[Problem]:
Return all of the following entries as written, but without the images.

[Record extracts]:

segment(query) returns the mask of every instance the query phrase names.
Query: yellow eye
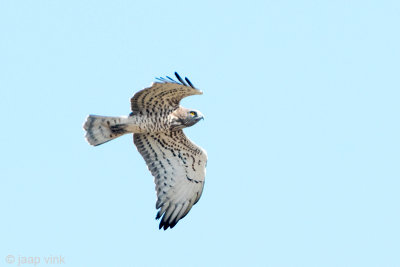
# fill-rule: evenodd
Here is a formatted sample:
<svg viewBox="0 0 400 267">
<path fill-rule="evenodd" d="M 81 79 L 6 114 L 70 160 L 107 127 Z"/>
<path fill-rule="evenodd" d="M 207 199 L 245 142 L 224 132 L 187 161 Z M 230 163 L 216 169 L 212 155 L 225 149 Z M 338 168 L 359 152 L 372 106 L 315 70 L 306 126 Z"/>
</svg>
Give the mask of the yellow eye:
<svg viewBox="0 0 400 267">
<path fill-rule="evenodd" d="M 196 116 L 196 112 L 194 112 L 194 111 L 190 111 L 190 113 L 189 113 L 191 116 Z"/>
</svg>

[Solution for this problem]:
segment(query) returns the mask of every instance the query phrase names.
Query: yellow eye
# fill-rule: evenodd
Here is a formatted sample:
<svg viewBox="0 0 400 267">
<path fill-rule="evenodd" d="M 81 79 L 6 114 L 70 160 L 107 127 Z"/>
<path fill-rule="evenodd" d="M 207 199 L 245 142 L 224 132 L 187 161 Z M 230 163 L 216 169 L 212 155 L 225 149 Z M 338 168 L 359 152 L 372 106 L 315 70 L 306 126 Z"/>
</svg>
Give the mask of the yellow eye:
<svg viewBox="0 0 400 267">
<path fill-rule="evenodd" d="M 196 116 L 196 112 L 194 112 L 194 111 L 190 111 L 190 113 L 189 113 L 191 116 Z"/>
</svg>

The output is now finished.